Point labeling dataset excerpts
========================

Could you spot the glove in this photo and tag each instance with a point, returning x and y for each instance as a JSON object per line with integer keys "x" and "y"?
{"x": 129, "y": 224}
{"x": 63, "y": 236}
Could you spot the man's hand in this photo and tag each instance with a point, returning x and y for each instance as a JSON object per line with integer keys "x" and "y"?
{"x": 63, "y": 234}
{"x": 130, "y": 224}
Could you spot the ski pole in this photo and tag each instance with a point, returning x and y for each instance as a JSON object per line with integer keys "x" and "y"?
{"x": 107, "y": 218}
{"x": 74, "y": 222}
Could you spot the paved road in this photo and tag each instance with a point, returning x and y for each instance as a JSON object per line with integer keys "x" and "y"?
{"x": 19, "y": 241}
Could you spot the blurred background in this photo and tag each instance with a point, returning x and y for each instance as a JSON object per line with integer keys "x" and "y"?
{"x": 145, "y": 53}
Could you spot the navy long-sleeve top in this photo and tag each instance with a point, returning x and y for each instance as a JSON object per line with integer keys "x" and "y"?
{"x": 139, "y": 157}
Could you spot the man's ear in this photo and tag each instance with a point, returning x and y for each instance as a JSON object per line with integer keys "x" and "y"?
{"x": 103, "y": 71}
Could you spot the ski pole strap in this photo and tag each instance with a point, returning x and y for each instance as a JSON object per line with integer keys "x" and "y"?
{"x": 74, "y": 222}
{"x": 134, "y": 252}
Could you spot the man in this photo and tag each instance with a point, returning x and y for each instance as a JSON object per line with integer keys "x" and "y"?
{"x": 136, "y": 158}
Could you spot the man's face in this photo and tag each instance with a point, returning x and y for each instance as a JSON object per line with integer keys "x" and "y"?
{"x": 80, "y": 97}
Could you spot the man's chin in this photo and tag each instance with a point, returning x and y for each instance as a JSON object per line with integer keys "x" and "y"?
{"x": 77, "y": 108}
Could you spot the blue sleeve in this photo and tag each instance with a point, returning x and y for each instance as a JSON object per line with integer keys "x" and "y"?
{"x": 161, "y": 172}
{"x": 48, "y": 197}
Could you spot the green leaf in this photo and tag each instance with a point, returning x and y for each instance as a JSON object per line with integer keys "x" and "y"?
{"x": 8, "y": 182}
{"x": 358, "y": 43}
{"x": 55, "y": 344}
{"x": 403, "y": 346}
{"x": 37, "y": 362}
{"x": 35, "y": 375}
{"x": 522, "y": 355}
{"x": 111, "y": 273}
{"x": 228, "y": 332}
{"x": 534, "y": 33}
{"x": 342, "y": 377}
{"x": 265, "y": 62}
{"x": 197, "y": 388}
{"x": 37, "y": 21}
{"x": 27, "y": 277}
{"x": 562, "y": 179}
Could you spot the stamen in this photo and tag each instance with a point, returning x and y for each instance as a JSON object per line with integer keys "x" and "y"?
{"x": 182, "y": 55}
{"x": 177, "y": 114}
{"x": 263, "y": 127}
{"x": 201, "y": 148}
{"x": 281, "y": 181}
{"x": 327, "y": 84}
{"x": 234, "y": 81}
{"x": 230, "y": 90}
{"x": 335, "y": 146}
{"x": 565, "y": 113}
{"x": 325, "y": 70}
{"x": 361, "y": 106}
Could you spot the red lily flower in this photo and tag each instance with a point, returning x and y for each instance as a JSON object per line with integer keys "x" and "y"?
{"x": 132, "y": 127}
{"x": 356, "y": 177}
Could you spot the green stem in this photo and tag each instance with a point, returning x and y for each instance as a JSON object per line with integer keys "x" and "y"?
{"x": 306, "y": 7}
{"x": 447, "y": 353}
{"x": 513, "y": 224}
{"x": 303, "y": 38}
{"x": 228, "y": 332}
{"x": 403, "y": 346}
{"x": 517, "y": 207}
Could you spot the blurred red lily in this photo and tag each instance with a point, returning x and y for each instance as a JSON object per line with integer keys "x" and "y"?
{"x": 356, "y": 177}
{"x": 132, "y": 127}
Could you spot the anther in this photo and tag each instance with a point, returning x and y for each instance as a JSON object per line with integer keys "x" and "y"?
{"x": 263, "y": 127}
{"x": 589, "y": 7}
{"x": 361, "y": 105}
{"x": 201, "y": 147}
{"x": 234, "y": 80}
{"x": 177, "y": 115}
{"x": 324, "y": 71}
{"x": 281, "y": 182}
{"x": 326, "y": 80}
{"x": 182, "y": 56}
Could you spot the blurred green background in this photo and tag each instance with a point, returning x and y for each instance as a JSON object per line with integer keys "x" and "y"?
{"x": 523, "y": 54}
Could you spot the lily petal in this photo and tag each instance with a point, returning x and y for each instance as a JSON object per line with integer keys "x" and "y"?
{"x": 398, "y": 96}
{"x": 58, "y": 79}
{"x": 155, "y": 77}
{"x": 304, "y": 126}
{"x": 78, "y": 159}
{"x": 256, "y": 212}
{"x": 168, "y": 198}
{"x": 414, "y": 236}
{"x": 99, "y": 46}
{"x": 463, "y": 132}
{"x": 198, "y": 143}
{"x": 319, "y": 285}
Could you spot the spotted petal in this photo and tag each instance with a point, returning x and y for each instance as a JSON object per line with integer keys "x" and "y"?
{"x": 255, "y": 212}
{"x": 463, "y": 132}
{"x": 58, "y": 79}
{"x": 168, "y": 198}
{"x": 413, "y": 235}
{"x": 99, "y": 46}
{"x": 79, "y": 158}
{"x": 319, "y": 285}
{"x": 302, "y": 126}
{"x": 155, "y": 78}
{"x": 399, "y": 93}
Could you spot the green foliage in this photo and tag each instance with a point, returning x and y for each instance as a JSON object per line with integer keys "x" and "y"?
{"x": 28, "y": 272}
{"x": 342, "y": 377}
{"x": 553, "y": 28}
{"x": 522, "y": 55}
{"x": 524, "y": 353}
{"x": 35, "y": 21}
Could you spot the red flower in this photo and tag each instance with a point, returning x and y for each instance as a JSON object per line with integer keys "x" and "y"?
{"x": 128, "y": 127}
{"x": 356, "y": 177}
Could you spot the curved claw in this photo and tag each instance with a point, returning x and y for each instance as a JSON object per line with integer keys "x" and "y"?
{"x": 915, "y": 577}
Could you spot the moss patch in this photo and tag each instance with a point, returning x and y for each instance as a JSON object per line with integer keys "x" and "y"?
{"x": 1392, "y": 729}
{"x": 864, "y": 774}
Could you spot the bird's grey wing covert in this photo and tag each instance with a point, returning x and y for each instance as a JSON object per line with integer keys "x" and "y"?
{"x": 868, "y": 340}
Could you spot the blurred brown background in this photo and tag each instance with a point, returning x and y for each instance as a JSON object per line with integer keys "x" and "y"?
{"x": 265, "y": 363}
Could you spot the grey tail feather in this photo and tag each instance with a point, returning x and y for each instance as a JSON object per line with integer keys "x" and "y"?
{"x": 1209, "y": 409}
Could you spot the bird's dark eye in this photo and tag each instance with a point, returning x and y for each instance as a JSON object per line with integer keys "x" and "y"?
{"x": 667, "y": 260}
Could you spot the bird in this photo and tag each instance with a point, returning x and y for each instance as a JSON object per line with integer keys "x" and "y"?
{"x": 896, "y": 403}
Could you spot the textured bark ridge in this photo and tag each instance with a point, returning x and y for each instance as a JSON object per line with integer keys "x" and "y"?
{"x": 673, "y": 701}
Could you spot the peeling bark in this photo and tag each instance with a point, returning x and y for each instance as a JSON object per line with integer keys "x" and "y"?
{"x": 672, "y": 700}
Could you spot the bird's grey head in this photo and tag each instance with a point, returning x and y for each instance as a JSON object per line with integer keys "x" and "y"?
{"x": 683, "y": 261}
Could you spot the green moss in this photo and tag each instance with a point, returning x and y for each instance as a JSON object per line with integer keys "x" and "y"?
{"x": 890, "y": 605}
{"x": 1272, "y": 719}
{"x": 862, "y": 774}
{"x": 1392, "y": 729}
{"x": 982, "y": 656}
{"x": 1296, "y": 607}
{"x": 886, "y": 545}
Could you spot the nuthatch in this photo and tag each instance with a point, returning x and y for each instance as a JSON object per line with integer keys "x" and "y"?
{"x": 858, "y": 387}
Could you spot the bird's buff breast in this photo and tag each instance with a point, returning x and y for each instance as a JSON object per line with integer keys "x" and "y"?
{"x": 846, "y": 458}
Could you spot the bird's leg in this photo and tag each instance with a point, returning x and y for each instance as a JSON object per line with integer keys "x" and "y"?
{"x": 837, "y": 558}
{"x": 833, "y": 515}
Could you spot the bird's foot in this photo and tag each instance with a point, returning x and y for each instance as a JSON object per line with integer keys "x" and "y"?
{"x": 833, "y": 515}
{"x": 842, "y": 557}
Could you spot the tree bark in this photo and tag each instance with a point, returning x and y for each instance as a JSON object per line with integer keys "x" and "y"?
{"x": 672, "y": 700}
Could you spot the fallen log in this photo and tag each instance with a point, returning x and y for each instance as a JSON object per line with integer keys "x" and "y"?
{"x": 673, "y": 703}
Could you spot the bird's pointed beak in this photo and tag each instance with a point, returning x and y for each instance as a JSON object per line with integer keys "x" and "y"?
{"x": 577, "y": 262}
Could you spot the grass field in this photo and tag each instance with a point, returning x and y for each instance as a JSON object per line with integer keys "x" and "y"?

========================

▶ [What to do]
Each line from the one containing "Could you spot the bird's leg" to the final line of the entries above must be returned exactly, and no other line may appear.

▶ [Answer for the task]
Could you spot the bird's leg in this photo and tag each instance with a point, returning x and y for each instance as a JSON object per line with integer keys "x" and "y"?
{"x": 837, "y": 558}
{"x": 833, "y": 515}
Could you spot the bird's foot in this photo and tag each instance with a point, returning x and y for each instance as a JSON object per line with integer keys "x" and "y"?
{"x": 833, "y": 515}
{"x": 842, "y": 557}
Could you spot the tree bark in this photo and tag each instance with a point, returning x and y for each instance as a JSON object per line with integer keys "x" and "y"?
{"x": 672, "y": 700}
Could you spot the fallen log in this photo and tag each instance with a point, returning x and y for each instance as a JSON object per line with integer keys "x" and "y"?
{"x": 673, "y": 703}
Could you spot the bird's pointed beak in this photo and tag each instance with a point, returning x and y for each instance as a JSON object per line with integer keys "x" and "y"?
{"x": 577, "y": 262}
Could you spot the grass field in this photo and tag each instance with a point, returning x and y for each instance as a JSON object per line with integer keys "x" and "y"?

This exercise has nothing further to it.